The problem — The task calls for each record to be given again exactly.

Stored entries
+===+
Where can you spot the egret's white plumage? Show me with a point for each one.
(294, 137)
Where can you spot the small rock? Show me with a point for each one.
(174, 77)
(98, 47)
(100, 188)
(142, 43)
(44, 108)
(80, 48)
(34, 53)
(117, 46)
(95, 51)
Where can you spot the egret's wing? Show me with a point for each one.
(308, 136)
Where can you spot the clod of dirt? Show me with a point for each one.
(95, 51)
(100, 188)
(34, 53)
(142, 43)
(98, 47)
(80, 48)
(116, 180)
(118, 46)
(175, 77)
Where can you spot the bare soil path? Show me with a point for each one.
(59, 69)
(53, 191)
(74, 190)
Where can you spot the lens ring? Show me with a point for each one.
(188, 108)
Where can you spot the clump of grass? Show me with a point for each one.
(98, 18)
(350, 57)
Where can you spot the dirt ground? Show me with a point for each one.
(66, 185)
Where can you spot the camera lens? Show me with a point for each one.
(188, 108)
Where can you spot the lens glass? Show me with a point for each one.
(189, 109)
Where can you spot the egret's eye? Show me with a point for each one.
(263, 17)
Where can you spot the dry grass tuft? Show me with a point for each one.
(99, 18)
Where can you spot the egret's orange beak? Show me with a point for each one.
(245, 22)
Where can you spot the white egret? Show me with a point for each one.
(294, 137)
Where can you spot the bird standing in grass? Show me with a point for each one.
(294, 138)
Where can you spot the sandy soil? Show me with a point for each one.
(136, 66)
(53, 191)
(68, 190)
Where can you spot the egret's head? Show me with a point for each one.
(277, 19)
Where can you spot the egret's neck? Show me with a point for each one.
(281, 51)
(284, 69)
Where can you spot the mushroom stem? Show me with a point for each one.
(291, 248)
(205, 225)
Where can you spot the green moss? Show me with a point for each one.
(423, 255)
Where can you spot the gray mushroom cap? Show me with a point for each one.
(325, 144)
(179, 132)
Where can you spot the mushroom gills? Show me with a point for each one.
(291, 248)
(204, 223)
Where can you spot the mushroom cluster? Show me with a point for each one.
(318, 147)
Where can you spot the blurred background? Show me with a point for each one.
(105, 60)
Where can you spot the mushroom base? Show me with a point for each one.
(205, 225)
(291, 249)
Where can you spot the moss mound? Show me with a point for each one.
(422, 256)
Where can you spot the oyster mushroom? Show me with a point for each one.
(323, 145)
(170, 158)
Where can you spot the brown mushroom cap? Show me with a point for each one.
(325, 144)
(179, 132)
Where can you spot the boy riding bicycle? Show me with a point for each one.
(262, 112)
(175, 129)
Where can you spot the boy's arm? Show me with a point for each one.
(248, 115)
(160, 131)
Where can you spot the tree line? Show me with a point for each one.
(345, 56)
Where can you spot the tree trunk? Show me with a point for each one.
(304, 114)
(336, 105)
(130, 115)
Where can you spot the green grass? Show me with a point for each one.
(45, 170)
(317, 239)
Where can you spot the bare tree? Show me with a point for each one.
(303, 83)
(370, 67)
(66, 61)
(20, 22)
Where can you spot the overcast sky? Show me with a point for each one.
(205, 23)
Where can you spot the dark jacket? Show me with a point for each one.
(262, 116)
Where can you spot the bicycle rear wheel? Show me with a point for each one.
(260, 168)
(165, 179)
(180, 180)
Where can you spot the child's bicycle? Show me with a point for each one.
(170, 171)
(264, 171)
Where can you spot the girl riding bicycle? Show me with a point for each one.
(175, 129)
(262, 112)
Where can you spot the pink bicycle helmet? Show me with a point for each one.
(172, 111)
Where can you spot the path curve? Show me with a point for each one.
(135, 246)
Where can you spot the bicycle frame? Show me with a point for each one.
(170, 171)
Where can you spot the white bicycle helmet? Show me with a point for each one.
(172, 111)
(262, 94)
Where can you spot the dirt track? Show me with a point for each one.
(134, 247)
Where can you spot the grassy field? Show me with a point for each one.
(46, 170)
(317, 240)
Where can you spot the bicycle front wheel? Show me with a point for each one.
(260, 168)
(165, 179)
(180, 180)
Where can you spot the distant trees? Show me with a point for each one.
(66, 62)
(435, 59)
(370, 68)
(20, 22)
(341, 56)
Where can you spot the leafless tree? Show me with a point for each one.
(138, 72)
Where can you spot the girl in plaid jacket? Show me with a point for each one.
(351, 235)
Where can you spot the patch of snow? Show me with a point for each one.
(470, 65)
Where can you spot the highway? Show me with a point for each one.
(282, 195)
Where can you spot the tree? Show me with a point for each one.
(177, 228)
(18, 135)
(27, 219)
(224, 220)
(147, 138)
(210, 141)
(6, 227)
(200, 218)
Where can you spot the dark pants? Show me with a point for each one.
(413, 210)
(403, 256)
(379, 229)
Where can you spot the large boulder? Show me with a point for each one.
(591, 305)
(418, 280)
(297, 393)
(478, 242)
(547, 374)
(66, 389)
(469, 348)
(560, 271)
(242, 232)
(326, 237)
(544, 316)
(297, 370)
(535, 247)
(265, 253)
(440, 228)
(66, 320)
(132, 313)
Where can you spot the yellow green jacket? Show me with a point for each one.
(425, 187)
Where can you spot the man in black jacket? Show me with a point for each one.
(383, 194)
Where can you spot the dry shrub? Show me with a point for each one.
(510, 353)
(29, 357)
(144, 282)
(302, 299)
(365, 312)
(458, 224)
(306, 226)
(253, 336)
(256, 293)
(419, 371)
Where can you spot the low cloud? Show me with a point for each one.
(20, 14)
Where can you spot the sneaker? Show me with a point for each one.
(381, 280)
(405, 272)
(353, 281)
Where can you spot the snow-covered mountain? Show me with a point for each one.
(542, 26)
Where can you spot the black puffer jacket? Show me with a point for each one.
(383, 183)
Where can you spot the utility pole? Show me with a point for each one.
+===+
Answer box —
Where can you spot the egret's white plumage? Show me with a point for each one.
(294, 137)
Where can you spot the small rock? Show me with a point for each one.
(174, 77)
(98, 47)
(100, 188)
(142, 43)
(44, 108)
(80, 48)
(34, 53)
(117, 46)
(95, 51)
Where can you spot the egret's wing? Show me with a point for each one.
(308, 136)
Where can you spot the clod of dirt? Show me with a point for each one.
(95, 51)
(100, 188)
(34, 53)
(142, 43)
(98, 47)
(80, 48)
(116, 180)
(118, 46)
(175, 77)
Where can you spot the bare soil path? Show me with a point for each one.
(59, 69)
(53, 191)
(74, 190)
Where can you spot the lens ring? Show me with a point for each one.
(188, 108)
Where can you spot the clump of grass? Show me with a point for each one.
(98, 18)
(350, 57)
Where can you spot the dirt ground? Show me with a point for each one.
(66, 185)
Where can you spot the camera lens? Show me with a point for each one.
(188, 108)
Where can you spot the lens glass? Show me with a point for each one.
(189, 109)
Where can you spot the egret's eye? Show me with a point for each one.
(263, 17)
Where can you spot the dry grass tuft? Show me with a point for each one.
(99, 18)
Where can you spot the egret's orange beak? Show me with a point for each one.
(245, 22)
Where can you spot the white egret? Show me with a point for each one.
(294, 137)
Where can you spot the bird standing in grass? Show me with a point for each one.
(294, 138)
Where can you spot the sandy soil? Show me with a point for each one.
(136, 66)
(53, 191)
(68, 190)
Where can you spot the egret's head? Show me with a point for each one.
(277, 19)
Where can you spot the egret's neck? Show me with a point for each one.
(281, 51)
(284, 69)
Where can you spot the mushroom stem? Show me with a point for each one.
(291, 248)
(205, 225)
Where can you spot the green moss? Show me with a point for each one.
(423, 255)
Where can you spot the gray mushroom cap? Show me with a point for each one.
(325, 144)
(179, 132)
Where can you spot the mushroom gills? Show me with a point for each one.
(291, 248)
(204, 223)
Where can you spot the mushroom cluster? Show me with a point for each one.
(318, 147)
Where can you spot the blurred background? Show me with a point for each one.
(105, 60)
Where can you spot the mushroom base? Show me with a point for each one.
(205, 225)
(291, 249)
Where can you spot the moss mound? Show me with a point for each one.
(422, 256)
Where can you spot the oyster mushroom? Show me with a point for each one.
(323, 145)
(170, 158)
Where can you spot the brown mushroom cap? Show me with a point for each one.
(325, 144)
(179, 132)
Where can you spot the boy riding bicycle? Show me with a point for each one.
(262, 112)
(175, 129)
Where can you spot the boy's arm? Show me with a point for each one.
(248, 115)
(160, 131)
Where can you spot the tree line? Show me with a point for each one.
(345, 56)
Where can you spot the tree trunk? Show me with a point for each one.
(304, 114)
(336, 105)
(130, 115)
Where can you spot the green grass? Show me with a point for each one.
(45, 170)
(317, 239)
Where can you spot the bare tree? Show me with a point for each one.
(303, 83)
(370, 67)
(66, 61)
(20, 22)
Where can you spot the overcast sky? Show me with a point for each one.
(205, 23)
Where can you spot the dark jacket? Show me with a point for each one.
(262, 116)
Where can you spot the bicycle rear wheel? Show me with a point for each one.
(260, 168)
(165, 179)
(180, 180)
Where can you spot the child's bicycle? Show me with a point for each one.
(170, 171)
(264, 171)
Where can you spot the girl riding bicycle? Show me with a point for each one.
(175, 129)
(262, 112)
Where can you spot the pink bicycle helmet? Show me with a point for each one.
(172, 111)
Where can you spot the path curve? Show me with a point for each one.
(135, 246)
Where can you spot the bicycle frame? Show me with a point for each one.
(170, 171)
Where can you spot the white bicycle helmet? Show me with a point for each one.
(172, 111)
(262, 94)
Where can you spot the dirt track? Show me with a point for each one.
(134, 247)
Where can you spot the grassy field? Show me with a point for each one.
(46, 170)
(317, 240)
Where can you spot the bicycle front wheel? Show me with a point for each one.
(260, 168)
(165, 179)
(180, 180)
Where can you spot the distant trees? Show me with a point for each one.
(66, 62)
(435, 59)
(370, 68)
(20, 22)
(341, 56)
Where can you spot the leafless tree? Show me with a point for each one.
(138, 72)
Where can you spot the girl in plaid jacket? Show me with a point for each one.
(351, 235)
Where can you spot the patch of snow? Show me with a point for each one.
(470, 65)
Where can you spot the highway? Show me with a point for each one.
(282, 195)
Where can you spot the tree? Show me with a point for each one.
(177, 228)
(18, 135)
(27, 219)
(224, 220)
(147, 138)
(210, 141)
(6, 227)
(200, 218)
Where can you spot the dark pants? Show me with a point for each one.
(413, 210)
(403, 256)
(379, 229)
Where can you spot the large boulder? Show me with a point for each one.
(591, 305)
(418, 280)
(297, 393)
(478, 242)
(547, 374)
(66, 389)
(469, 348)
(560, 271)
(242, 232)
(326, 237)
(544, 316)
(297, 370)
(535, 247)
(265, 253)
(440, 228)
(66, 320)
(132, 313)
Where can you spot the yellow green jacket? Show me with a point for each one.
(425, 187)
Where can you spot the man in black jacket? Show me with a point for each one.
(383, 194)
Where can you spot the dry shrub? Show me with a point for each one.
(510, 353)
(29, 357)
(144, 282)
(302, 299)
(365, 312)
(458, 224)
(306, 226)
(253, 336)
(256, 293)
(419, 371)
Where can you spot the low cloud? Show me with a point for each one.
(20, 14)
Where can you spot the sneaker? Show me with a point for each one.
(381, 280)
(405, 272)
(353, 281)
Where can you spot the snow-covered mountain? Show me with a point for each one.
(542, 26)
Where can you spot the black puffer jacket? Show me with a point for each one.
(383, 183)
Where can you spot the utility pole? Show me with a point for each one.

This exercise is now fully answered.